Source extract:
=== Section Start ===

When a Swarm is Not a Swarm

I have had a wonderful swarming season this year with my bees, but am once again struck by how many cast swarms fail to thrive.  I could put this down to all sorts of factors, even attaching ‘blame’ to some of them.  For example, ubiquitous noxious agrochemicals are quite likely to affect the ability of virgin queens to mate and come into lay.  On the other hand, I could look at the swallows and swifts that flock the air, and think that some of them have had a good meal of a queen bee attached to a drone, tumbling downwards from on high as they lock in their mating ritual.  The former thought brings feelings of anger at the maltreatment of our earth by humans consumed with their own hubris, while the latter makes me smile; nature being nature.  I could turn also to the pages of Tom Seeley and read that the vast majority of swarms do not survive their first winter.

=== Section End ===

Activity: Please list every animal the swarming passage names, giving the general term for the insects and each bee caste it mentions as separate entries. The listing below has nothing to do with the swarming passage.

Stored items from a collection

=== Section Start ===

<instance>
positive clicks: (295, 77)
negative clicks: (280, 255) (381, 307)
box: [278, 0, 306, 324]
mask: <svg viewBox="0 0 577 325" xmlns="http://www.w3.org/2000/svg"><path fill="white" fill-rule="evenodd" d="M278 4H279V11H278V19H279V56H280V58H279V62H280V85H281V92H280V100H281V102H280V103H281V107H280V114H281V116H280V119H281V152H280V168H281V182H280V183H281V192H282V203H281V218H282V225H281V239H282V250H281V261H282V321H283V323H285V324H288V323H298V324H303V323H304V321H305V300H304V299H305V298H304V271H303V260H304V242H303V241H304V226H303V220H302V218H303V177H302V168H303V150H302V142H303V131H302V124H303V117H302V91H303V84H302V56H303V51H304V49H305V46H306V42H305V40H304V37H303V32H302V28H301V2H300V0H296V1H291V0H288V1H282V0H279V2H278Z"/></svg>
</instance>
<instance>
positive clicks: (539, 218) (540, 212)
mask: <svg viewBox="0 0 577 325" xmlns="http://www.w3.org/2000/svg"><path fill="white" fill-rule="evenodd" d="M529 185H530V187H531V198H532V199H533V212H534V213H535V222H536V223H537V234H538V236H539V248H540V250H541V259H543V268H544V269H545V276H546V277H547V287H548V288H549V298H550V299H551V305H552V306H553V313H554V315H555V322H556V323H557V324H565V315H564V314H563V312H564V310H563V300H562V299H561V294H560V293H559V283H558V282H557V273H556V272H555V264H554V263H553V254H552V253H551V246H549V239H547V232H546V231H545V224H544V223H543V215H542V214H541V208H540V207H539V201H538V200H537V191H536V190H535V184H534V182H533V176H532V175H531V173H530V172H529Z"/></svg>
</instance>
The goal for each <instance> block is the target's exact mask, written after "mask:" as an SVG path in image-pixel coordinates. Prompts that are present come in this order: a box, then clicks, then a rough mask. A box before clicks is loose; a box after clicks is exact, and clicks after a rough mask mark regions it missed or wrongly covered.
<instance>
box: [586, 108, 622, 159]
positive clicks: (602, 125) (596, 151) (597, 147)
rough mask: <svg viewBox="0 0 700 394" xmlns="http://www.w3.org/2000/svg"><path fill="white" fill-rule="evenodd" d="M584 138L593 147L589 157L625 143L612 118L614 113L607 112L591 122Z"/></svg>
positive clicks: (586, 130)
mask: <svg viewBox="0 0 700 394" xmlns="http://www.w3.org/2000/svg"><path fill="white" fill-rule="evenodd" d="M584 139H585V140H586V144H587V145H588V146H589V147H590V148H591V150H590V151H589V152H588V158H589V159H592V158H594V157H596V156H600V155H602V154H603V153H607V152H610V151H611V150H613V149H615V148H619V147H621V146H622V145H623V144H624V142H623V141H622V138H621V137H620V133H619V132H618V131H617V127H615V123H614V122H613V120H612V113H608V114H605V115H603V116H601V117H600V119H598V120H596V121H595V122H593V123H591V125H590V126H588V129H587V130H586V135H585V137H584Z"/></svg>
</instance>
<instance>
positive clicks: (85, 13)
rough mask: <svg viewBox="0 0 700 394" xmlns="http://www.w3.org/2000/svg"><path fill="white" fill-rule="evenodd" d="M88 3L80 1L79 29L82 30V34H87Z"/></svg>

=== Section End ===

Task result: bees, queen (virgin queens, queen bee), drone, swallows, swifts